begin Given records

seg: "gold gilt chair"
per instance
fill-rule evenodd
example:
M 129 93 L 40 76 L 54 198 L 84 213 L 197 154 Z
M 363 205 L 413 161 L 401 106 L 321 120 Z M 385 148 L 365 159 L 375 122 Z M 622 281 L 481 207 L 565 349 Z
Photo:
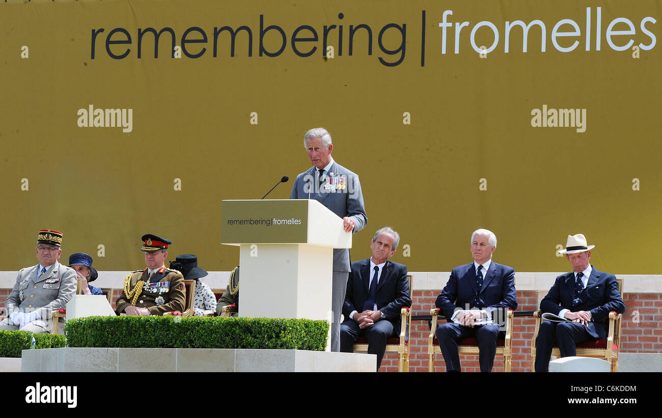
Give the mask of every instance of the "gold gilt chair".
M 409 296 L 412 293 L 412 274 L 407 274 L 409 282 Z M 234 305 L 232 305 L 234 306 Z M 411 311 L 404 307 L 400 310 L 401 325 L 400 336 L 389 338 L 386 341 L 386 351 L 385 353 L 398 353 L 398 371 L 409 371 L 409 333 L 412 325 Z M 354 353 L 367 353 L 368 341 L 365 337 L 361 337 L 354 344 Z
M 620 292 L 621 298 L 622 298 L 623 279 L 617 278 L 616 282 L 618 284 L 618 291 Z M 536 339 L 538 338 L 538 331 L 540 328 L 542 314 L 542 311 L 534 312 L 534 317 L 536 318 L 536 330 L 534 331 L 533 338 L 531 339 L 532 370 L 534 370 L 534 365 L 536 364 Z M 604 358 L 611 364 L 611 370 L 612 372 L 618 372 L 618 353 L 620 351 L 621 319 L 623 315 L 621 314 L 616 314 L 614 312 L 610 312 L 607 338 L 585 341 L 577 344 L 577 355 L 580 357 Z M 561 351 L 555 343 L 551 349 L 551 355 L 555 356 L 557 358 L 561 356 Z
M 428 338 L 428 372 L 434 371 L 434 355 L 442 353 L 439 348 L 439 341 L 437 340 L 436 335 L 437 328 L 439 327 L 437 321 L 440 310 L 438 308 L 433 308 L 430 311 L 430 314 L 432 315 L 432 326 L 430 327 L 430 336 Z M 512 310 L 508 310 L 508 313 L 506 315 L 506 336 L 496 340 L 496 355 L 503 356 L 504 372 L 510 371 L 510 359 L 512 356 L 512 317 L 514 315 Z M 465 338 L 457 341 L 457 354 L 459 355 L 477 356 L 479 353 L 478 340 L 475 338 Z

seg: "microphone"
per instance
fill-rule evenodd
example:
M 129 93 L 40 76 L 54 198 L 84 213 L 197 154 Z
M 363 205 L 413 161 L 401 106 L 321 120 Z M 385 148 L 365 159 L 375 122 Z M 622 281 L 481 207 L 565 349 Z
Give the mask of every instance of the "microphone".
M 287 176 L 283 176 L 282 177 L 281 177 L 281 181 L 276 183 L 276 186 L 277 186 L 278 185 L 281 184 L 281 183 L 287 183 L 288 180 L 289 180 L 289 177 L 288 177 Z M 271 193 L 271 190 L 273 190 L 274 188 L 276 188 L 276 186 L 274 186 L 273 187 L 271 188 L 271 190 L 270 190 L 268 192 L 267 192 L 267 194 L 269 194 L 269 193 Z M 261 200 L 264 198 L 267 197 L 267 194 L 265 194 L 264 196 L 263 196 L 262 198 L 260 199 L 260 200 Z

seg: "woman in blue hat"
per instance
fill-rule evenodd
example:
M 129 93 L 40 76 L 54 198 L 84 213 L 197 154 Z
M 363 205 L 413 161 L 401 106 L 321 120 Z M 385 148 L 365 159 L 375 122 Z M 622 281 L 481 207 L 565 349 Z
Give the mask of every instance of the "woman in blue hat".
M 100 288 L 89 284 L 97 280 L 99 273 L 92 268 L 92 257 L 85 253 L 75 253 L 69 256 L 69 267 L 76 271 L 78 280 L 82 280 L 83 294 L 103 294 Z

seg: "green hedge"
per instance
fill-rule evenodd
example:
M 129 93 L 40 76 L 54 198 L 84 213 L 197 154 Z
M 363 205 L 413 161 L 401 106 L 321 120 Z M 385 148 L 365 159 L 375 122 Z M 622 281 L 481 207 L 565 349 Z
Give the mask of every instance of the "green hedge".
M 0 329 L 0 357 L 21 357 L 23 350 L 32 347 L 33 337 L 36 349 L 59 349 L 65 346 L 64 335 Z
M 70 319 L 69 347 L 278 349 L 323 351 L 326 321 L 220 317 L 117 316 Z

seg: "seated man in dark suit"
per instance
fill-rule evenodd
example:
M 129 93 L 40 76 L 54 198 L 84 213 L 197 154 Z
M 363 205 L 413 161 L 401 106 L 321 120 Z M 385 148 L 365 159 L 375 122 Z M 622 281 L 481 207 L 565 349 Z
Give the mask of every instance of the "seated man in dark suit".
M 515 271 L 492 261 L 496 236 L 487 230 L 471 235 L 473 263 L 453 269 L 435 305 L 448 322 L 437 329 L 446 370 L 459 372 L 457 341 L 478 340 L 481 372 L 491 372 L 504 311 L 517 308 Z M 481 325 L 478 325 L 481 324 Z
M 370 243 L 372 257 L 352 263 L 342 306 L 340 351 L 352 353 L 356 340 L 365 335 L 368 354 L 377 355 L 377 370 L 387 340 L 400 332 L 401 310 L 412 305 L 406 266 L 388 261 L 399 241 L 400 235 L 389 227 L 377 231 Z
M 614 274 L 598 271 L 589 263 L 591 250 L 586 237 L 568 235 L 565 249 L 559 251 L 573 266 L 573 271 L 556 278 L 553 286 L 540 302 L 543 312 L 553 314 L 567 321 L 544 321 L 536 339 L 536 372 L 547 372 L 554 342 L 561 356 L 577 355 L 577 344 L 606 338 L 603 321 L 609 312 L 625 312 L 625 304 Z

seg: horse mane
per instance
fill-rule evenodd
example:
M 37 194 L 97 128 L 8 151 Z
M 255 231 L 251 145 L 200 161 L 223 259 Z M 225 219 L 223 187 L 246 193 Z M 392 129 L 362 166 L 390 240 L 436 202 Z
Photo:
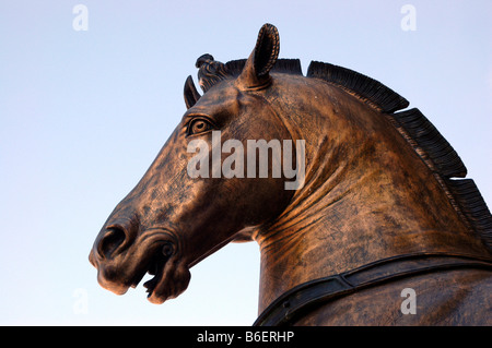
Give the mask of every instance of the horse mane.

end Given records

## What is asked
Leave the pictures out and copy the rest of the data exactly.

## Answer to this exercise
seg: "gold gilt chair"
per instance
fill-rule evenodd
example:
M 129 93 L 40 76 L 54 198 L 84 213 L 197 154 Z
M 363 205 L 413 161 L 401 106 L 321 120 Z M 385 148 L 365 159 L 375 122 Z M 622 281 L 481 207 L 565 349 Z
Photo:
Give the mask of every instance of the "gold gilt chair".
M 409 296 L 412 293 L 412 274 L 407 274 L 409 282 Z M 234 305 L 232 305 L 234 306 Z M 411 311 L 404 307 L 400 310 L 401 325 L 400 336 L 389 338 L 386 341 L 386 351 L 385 353 L 398 353 L 398 371 L 409 371 L 409 333 L 412 325 Z M 354 353 L 367 353 L 368 341 L 365 337 L 361 337 L 354 344 Z
M 620 292 L 621 298 L 622 298 L 623 279 L 617 278 L 616 282 L 618 284 L 618 291 Z M 536 339 L 538 338 L 538 331 L 540 328 L 542 314 L 542 311 L 534 312 L 534 317 L 536 318 L 536 330 L 534 331 L 533 338 L 531 339 L 532 370 L 534 370 L 534 365 L 536 364 Z M 604 358 L 611 364 L 611 370 L 612 372 L 618 372 L 618 353 L 620 351 L 621 319 L 623 315 L 621 314 L 616 314 L 614 312 L 610 312 L 607 338 L 585 341 L 577 344 L 577 355 L 580 357 Z M 561 351 L 555 343 L 551 349 L 551 355 L 555 356 L 557 358 L 561 356 Z
M 428 338 L 428 372 L 434 371 L 434 355 L 442 353 L 439 348 L 439 341 L 437 340 L 436 335 L 437 328 L 439 327 L 437 321 L 440 310 L 438 308 L 433 308 L 430 311 L 430 314 L 432 315 L 432 326 L 430 327 L 430 336 Z M 512 310 L 508 310 L 508 313 L 506 315 L 506 336 L 496 340 L 496 355 L 503 356 L 504 372 L 510 371 L 510 359 L 512 356 L 512 317 L 514 315 Z M 465 338 L 457 341 L 457 354 L 459 355 L 477 356 L 479 353 L 478 340 L 475 338 Z

seg: "microphone"
per instance
fill-rule evenodd
example:
M 129 93 L 40 76 L 54 198 L 84 213 L 197 154 Z
M 363 205 L 413 161 L 401 106 L 321 120 Z M 385 148 L 365 159 L 375 122 Z M 622 281 L 481 207 L 565 349 Z
Give the mask of every instance of the "microphone".
M 287 176 L 283 176 L 282 177 L 281 177 L 281 181 L 276 183 L 276 186 L 277 186 L 278 185 L 281 184 L 281 183 L 287 183 L 288 180 L 289 180 L 289 177 L 288 177 Z M 271 193 L 271 190 L 273 190 L 274 188 L 276 188 L 276 186 L 274 186 L 273 187 L 271 188 L 271 190 L 270 190 L 268 192 L 267 192 L 267 194 L 269 194 L 269 193 Z M 261 200 L 264 198 L 267 197 L 267 194 L 265 194 L 264 196 L 263 196 L 262 198 L 260 199 L 260 200 Z

seg: "woman in blue hat"
per instance
fill-rule evenodd
example:
M 129 93 L 40 76 L 54 198 L 84 213 L 197 154 Z
M 363 205 L 413 161 L 401 106 L 321 120 Z M 385 148 L 365 159 L 375 122 Z M 622 281 L 481 207 L 565 349 Z
Give the mask of every instance of the "woman in blue hat".
M 100 288 L 89 284 L 97 280 L 99 273 L 92 268 L 92 257 L 85 253 L 75 253 L 69 256 L 69 267 L 76 271 L 78 280 L 82 280 L 83 294 L 103 294 Z

seg: "green hedge"
per instance
fill-rule evenodd
example:
M 129 93 L 40 76 L 54 198 L 84 213 L 197 154 Z
M 363 205 L 413 161 L 401 106 L 321 120 Z M 385 148 L 365 159 L 375 122 Z M 622 281 L 481 207 L 565 349 Z
Give the mask of every instance of the "green hedge".
M 0 329 L 0 357 L 21 357 L 23 350 L 32 347 L 33 337 L 36 349 L 59 349 L 65 346 L 64 335 Z
M 70 319 L 69 347 L 278 349 L 323 351 L 326 321 L 220 317 L 117 316 Z

seg: "seated man in dark suit"
per instance
fill-rule evenodd
example:
M 129 93 L 40 76 L 54 198 L 84 213 L 197 154 Z
M 363 205 L 413 161 L 401 106 L 321 120 Z M 385 148 L 365 159 L 375 122 Z M 622 281 L 481 207 L 565 349 Z
Give the mask of every instance of the "seated man in dark suit".
M 515 271 L 492 261 L 496 236 L 487 230 L 471 235 L 473 263 L 453 269 L 435 305 L 448 322 L 437 329 L 446 370 L 459 372 L 457 341 L 478 340 L 481 372 L 491 372 L 504 311 L 517 308 Z M 481 325 L 478 325 L 481 324 Z
M 370 243 L 372 257 L 352 263 L 342 306 L 340 351 L 352 353 L 356 340 L 365 335 L 368 354 L 377 355 L 377 370 L 387 340 L 400 332 L 401 310 L 412 305 L 406 266 L 388 261 L 399 241 L 400 235 L 389 227 L 377 231 Z
M 614 274 L 598 271 L 589 263 L 591 250 L 586 237 L 568 235 L 565 249 L 559 251 L 573 266 L 573 271 L 556 278 L 553 286 L 540 302 L 543 312 L 553 314 L 567 321 L 544 321 L 536 339 L 536 372 L 547 372 L 554 342 L 561 356 L 577 355 L 577 344 L 606 338 L 603 321 L 609 312 L 625 312 L 625 304 Z

seg: horse mane
per instance
fill-rule evenodd
example:
M 37 194 L 97 128 L 8 151 Z
M 255 231 L 251 145 L 200 161 L 223 259 Z M 225 219 L 223 187 L 246 193 Z M 392 129 L 362 166 L 390 240 L 436 202 Z
Photo:
Give the mask of every instance of the horse mane.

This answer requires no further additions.